— Task objective —
Rewrite the records from their start through the line containing "(1039, 353)", requests included, rescaling every answer coordinate by 1.65 and rounding to whole numbers with halves rounded up. Leave out the pictures.

— Data shown —
-.-.-
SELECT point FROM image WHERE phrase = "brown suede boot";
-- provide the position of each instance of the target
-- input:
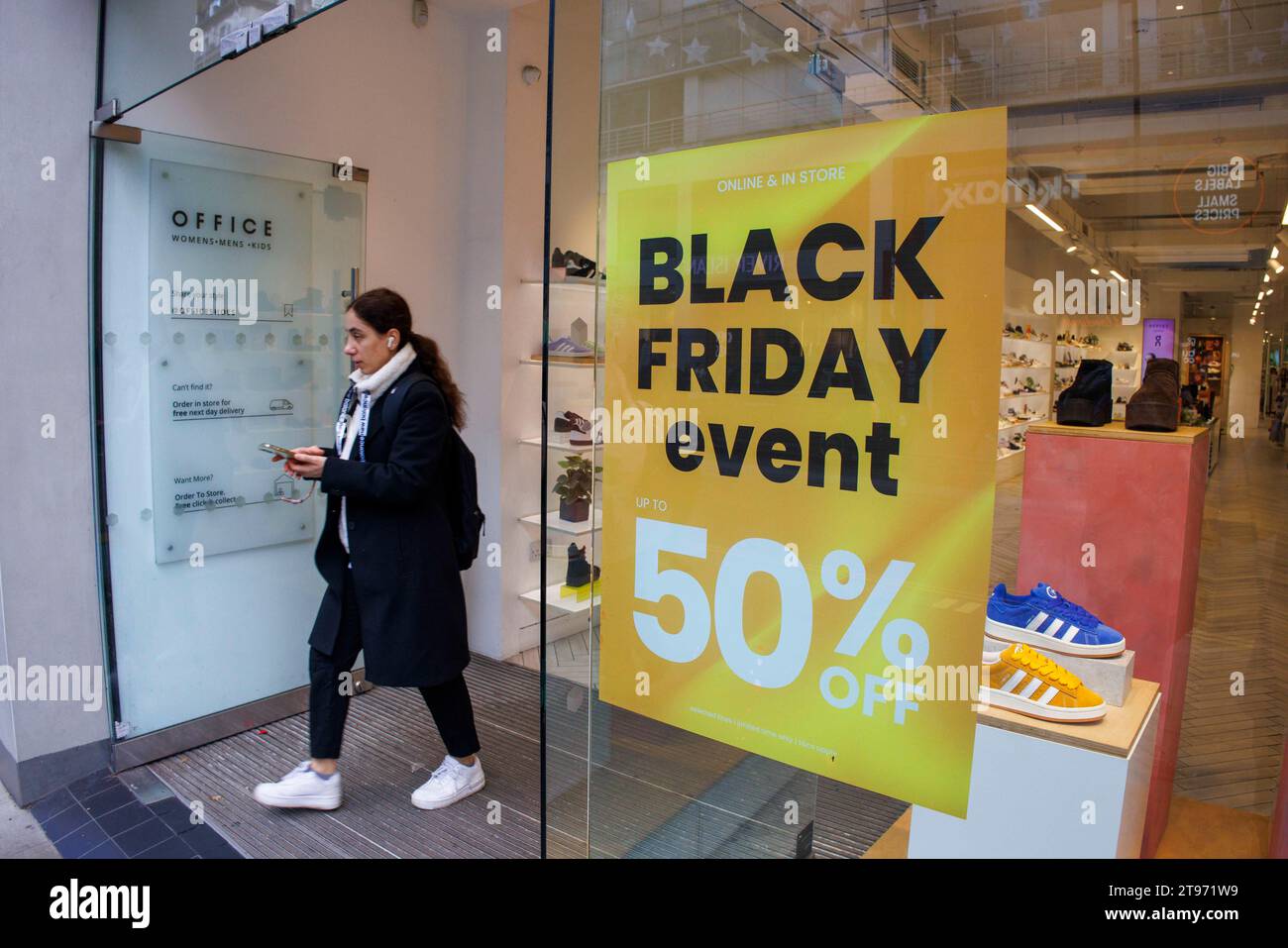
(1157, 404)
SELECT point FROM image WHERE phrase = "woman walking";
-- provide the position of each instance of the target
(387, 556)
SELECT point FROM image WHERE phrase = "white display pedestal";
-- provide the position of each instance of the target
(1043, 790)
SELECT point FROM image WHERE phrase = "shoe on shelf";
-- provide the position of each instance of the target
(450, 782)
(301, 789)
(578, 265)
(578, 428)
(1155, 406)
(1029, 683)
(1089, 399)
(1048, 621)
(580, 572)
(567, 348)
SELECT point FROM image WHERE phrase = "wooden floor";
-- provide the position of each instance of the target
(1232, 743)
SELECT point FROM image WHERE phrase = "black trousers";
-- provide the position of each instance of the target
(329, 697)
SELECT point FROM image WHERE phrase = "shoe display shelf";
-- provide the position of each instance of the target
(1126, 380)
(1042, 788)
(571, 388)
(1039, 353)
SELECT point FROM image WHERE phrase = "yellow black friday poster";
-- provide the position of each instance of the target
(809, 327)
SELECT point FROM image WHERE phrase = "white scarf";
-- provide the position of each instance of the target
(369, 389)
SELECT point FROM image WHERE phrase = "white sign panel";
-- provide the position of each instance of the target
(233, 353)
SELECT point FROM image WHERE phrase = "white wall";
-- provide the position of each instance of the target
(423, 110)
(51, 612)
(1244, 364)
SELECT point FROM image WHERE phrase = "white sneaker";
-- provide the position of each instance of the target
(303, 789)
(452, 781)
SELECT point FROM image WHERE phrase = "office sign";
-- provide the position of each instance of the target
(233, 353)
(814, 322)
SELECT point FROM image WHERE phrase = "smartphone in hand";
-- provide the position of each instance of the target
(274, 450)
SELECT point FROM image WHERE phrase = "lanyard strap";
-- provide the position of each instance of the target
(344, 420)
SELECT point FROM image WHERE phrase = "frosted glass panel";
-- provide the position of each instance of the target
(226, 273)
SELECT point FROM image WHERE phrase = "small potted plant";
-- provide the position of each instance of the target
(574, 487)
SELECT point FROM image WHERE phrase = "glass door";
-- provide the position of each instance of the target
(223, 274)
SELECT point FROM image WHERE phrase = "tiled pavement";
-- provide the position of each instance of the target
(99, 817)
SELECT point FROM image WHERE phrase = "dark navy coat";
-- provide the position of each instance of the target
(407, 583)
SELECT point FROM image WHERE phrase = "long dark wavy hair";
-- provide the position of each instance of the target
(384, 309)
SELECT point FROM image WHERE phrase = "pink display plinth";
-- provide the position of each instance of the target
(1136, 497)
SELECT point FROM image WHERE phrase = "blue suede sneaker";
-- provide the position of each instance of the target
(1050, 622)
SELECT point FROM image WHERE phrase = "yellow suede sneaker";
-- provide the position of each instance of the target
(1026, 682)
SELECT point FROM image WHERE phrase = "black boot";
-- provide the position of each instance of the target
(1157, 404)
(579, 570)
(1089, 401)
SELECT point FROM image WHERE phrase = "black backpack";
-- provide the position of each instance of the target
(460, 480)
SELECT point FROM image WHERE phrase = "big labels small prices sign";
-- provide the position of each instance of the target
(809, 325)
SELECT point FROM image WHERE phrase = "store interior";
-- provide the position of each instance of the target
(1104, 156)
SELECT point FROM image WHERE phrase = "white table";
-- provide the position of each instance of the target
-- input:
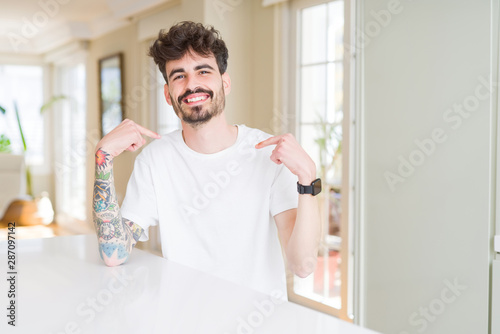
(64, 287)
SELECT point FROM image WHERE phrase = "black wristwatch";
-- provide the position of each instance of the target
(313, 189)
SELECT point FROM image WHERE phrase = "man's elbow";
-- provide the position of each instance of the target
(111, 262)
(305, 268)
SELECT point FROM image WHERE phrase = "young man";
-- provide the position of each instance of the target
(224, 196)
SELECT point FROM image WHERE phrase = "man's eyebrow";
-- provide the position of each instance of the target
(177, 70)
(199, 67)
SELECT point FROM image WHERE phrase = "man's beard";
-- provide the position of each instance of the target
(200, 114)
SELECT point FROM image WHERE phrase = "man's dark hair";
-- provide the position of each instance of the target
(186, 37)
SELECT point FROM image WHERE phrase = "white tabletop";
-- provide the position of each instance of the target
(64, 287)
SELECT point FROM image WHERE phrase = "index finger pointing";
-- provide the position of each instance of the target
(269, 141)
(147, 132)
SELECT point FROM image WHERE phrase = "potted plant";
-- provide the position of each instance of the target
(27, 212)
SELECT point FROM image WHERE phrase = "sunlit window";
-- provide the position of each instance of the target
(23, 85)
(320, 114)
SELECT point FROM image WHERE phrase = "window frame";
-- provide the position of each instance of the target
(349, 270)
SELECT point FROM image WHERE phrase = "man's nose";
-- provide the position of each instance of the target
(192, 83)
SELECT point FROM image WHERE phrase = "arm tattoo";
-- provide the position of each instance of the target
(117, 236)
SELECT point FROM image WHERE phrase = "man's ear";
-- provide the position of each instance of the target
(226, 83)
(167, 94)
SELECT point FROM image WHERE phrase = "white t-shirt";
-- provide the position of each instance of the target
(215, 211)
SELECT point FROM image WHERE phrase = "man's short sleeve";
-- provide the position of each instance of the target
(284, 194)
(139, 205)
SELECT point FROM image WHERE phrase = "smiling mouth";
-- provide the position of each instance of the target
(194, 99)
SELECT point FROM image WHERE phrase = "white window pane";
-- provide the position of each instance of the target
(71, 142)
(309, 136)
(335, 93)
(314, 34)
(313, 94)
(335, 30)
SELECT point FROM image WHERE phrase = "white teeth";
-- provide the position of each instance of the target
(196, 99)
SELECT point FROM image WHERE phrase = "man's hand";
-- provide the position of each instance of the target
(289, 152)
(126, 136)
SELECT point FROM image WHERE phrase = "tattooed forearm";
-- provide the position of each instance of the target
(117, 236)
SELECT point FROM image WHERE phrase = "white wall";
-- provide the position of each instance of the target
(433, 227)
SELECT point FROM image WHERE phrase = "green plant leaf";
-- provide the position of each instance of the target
-.-.-
— Problem solution —
SELECT point FROM image WHERE phrase = "brown suede boot";
-- provide the position of each instance of the target
-- input:
(1909, 667)
SELECT point FROM image WHERE phrase = "woman walking";
-- provide the position of each instance of the target
(639, 917)
SELECT point FROM image WHERE phrase = "white display pedestal";
-- provide the position of each instance of the target
(1721, 1304)
SELECT point FROM image WHERE phrase = "shoe on shelf";
-- provide the position of each instance of the target
(743, 1290)
(497, 1302)
(954, 437)
(954, 706)
(1906, 670)
(1698, 1127)
(1797, 658)
(1729, 1025)
(957, 944)
(936, 574)
SELECT point FROM image WHERE phrase = "wooden floor";
-- provide the position of each instance of the target
(2033, 1226)
SELECT point FROM image WHERE phrase = "black trousers";
-- provide the position of each instance of the target
(543, 1150)
SELECT point FROM image WHERE phrase = "shoe display shelf";
-- provide the position of each instance of the target
(1858, 627)
(1719, 1300)
(942, 640)
(1714, 582)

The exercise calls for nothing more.